→ GIVEN DATA:
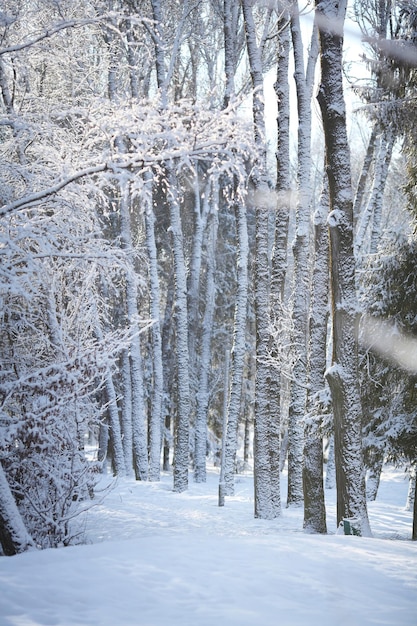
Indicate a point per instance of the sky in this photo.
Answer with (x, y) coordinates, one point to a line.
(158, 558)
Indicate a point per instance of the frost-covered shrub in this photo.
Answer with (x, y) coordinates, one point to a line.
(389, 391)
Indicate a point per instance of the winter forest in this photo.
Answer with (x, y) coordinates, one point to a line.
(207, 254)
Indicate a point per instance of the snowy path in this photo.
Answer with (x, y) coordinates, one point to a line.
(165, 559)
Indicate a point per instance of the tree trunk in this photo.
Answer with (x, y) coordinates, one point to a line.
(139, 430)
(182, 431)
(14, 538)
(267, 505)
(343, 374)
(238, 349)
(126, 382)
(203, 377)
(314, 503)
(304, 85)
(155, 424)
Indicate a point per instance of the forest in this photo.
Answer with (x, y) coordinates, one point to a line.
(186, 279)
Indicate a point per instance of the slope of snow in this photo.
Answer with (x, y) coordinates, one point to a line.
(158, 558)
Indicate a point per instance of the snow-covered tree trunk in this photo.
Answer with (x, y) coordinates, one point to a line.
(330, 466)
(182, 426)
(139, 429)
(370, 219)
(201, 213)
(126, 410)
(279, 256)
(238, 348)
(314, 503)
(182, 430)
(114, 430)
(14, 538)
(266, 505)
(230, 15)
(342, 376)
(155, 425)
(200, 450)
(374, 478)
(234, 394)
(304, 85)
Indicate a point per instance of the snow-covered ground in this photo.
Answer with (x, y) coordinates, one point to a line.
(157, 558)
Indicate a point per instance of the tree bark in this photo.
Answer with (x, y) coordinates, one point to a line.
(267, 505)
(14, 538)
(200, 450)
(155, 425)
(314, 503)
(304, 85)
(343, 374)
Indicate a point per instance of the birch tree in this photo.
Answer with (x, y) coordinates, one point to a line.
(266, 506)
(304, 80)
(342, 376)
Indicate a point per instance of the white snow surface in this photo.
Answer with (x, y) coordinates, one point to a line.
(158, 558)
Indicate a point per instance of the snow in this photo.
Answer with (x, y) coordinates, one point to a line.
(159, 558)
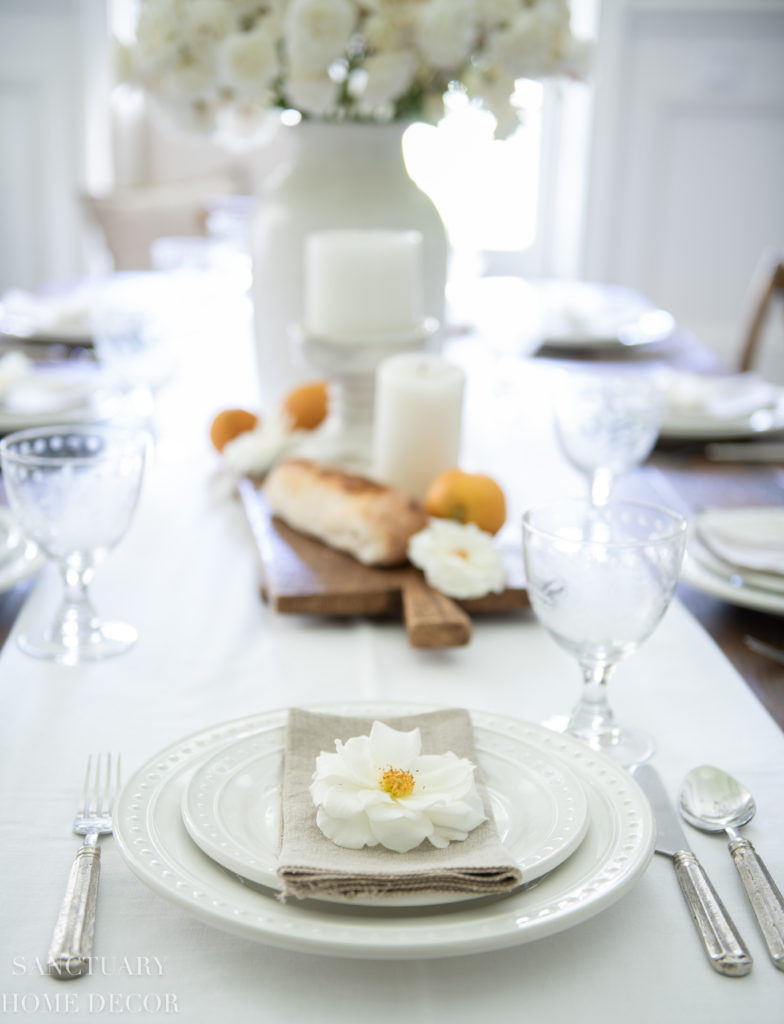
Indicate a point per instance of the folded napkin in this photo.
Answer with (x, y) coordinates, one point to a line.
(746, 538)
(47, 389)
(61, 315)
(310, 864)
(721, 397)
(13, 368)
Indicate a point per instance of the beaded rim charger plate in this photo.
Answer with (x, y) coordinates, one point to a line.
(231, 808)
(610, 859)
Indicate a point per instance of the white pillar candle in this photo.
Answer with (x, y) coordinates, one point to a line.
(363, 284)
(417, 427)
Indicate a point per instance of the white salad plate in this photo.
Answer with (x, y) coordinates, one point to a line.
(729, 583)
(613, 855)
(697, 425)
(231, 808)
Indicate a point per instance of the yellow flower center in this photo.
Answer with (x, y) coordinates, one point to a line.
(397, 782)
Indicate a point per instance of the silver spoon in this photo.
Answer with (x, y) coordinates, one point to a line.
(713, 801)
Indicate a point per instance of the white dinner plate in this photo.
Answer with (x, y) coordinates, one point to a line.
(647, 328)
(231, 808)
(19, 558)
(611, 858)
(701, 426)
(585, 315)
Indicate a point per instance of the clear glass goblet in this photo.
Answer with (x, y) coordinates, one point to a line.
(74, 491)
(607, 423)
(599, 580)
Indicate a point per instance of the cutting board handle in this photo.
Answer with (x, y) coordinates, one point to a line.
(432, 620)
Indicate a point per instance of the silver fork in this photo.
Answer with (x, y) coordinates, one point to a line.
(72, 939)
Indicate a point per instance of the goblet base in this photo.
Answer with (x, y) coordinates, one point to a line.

---

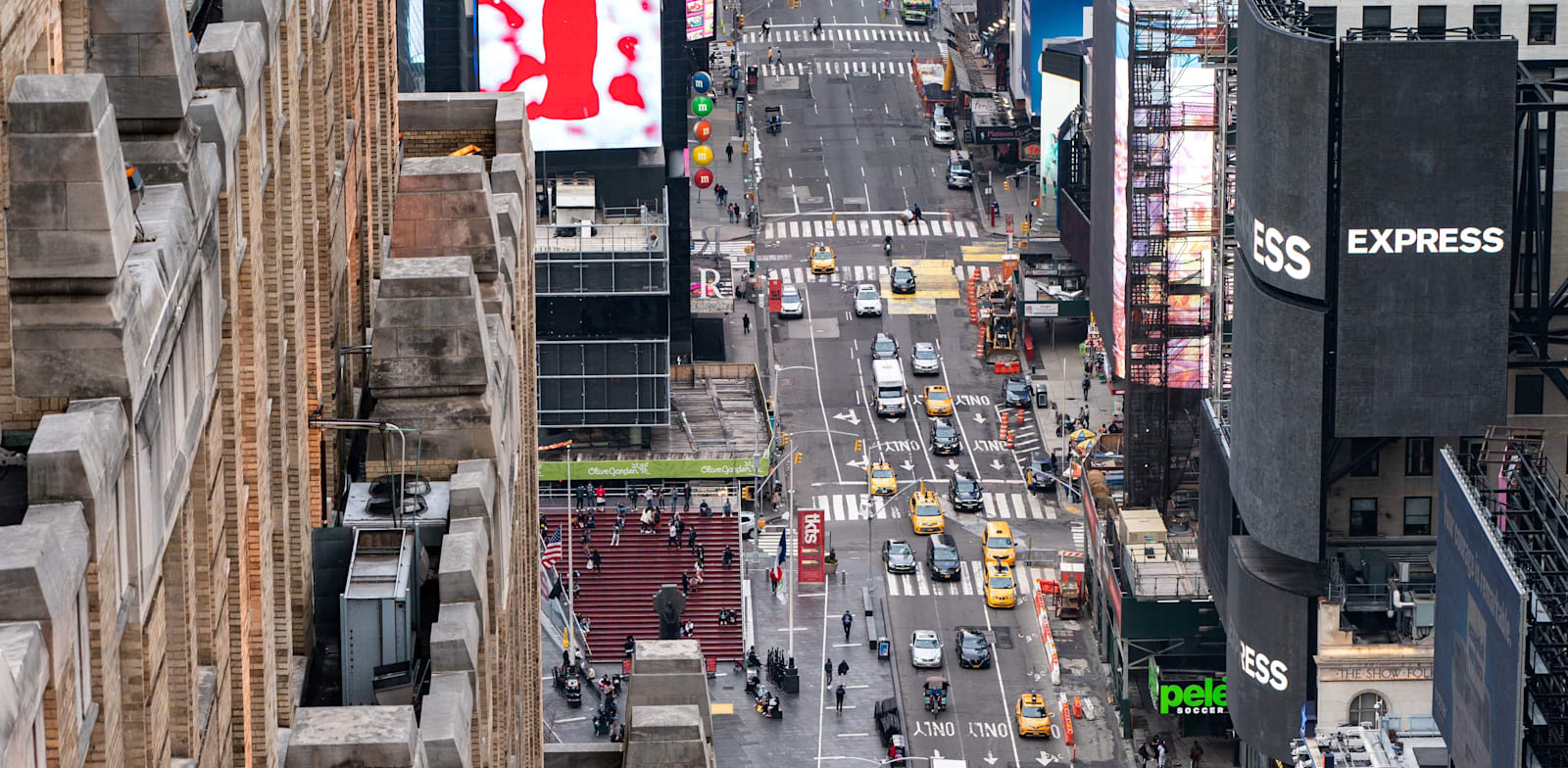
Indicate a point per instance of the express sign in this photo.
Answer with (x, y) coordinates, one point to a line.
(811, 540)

--

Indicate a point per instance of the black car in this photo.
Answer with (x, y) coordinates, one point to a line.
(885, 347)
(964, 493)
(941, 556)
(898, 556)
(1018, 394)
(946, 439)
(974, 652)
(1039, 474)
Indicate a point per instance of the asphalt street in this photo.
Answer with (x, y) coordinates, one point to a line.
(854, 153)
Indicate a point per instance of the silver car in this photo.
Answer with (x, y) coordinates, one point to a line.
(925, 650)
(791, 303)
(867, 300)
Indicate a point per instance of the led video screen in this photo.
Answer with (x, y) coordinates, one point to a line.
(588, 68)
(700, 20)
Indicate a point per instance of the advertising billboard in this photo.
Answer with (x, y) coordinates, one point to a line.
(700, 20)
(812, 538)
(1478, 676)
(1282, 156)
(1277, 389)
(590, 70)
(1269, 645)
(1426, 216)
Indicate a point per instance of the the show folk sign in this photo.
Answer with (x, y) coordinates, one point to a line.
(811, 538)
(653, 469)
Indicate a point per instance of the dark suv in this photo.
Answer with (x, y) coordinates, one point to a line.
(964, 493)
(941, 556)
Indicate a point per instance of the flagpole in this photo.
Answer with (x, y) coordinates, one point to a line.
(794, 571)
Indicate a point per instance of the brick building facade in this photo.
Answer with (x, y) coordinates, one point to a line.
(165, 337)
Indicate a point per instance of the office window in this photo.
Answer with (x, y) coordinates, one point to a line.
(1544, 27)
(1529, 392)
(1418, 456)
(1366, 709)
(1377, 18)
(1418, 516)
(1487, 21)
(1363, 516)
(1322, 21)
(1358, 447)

→ WHAT THE TASK ASKS: Copy the data line for line, from the line containing "Indicate a point per instance of the silver car" down to the line containing "(1358, 447)", with both of those lines included.

→ TASK RESPONSE:
Indicate a point per instance of the silver car in this photo.
Answer with (x, y) coordinates, one point to a line.
(925, 650)
(791, 303)
(867, 300)
Indicate a point per instance of the led video screen in this photo.
Answer with (x, y) coordinates, one point to a line.
(588, 68)
(700, 20)
Indicate a point per instance of the advertising billboard in this photo.
Answer with (x, y) coordinates, one point to a line.
(700, 20)
(812, 538)
(1478, 676)
(1282, 156)
(1277, 389)
(590, 70)
(1269, 645)
(1426, 216)
Indicate a point per instance of the the show folk sign in this photo.
Answer with (x, y) coordinates, one point to a line.
(811, 538)
(653, 469)
Indicate a point per instance of the dark suv in this photo.
Answer with (x, y) coordinates, one point to a line.
(964, 493)
(941, 556)
Indicate a point per instance of the flagpole in this photo.
Answer with (x, y) coordinates, one point to a line.
(794, 571)
Indicate a point per instance of the brick building facade in this photo.
Answer with (x, y) coordinates, one point to a line.
(165, 337)
Indicate a point per instance of the office window in this photo.
Answer with (x, y) coordinates, one point to a line.
(1544, 27)
(1529, 392)
(1418, 456)
(1366, 709)
(1377, 18)
(1418, 516)
(1487, 21)
(1363, 516)
(1322, 21)
(1358, 447)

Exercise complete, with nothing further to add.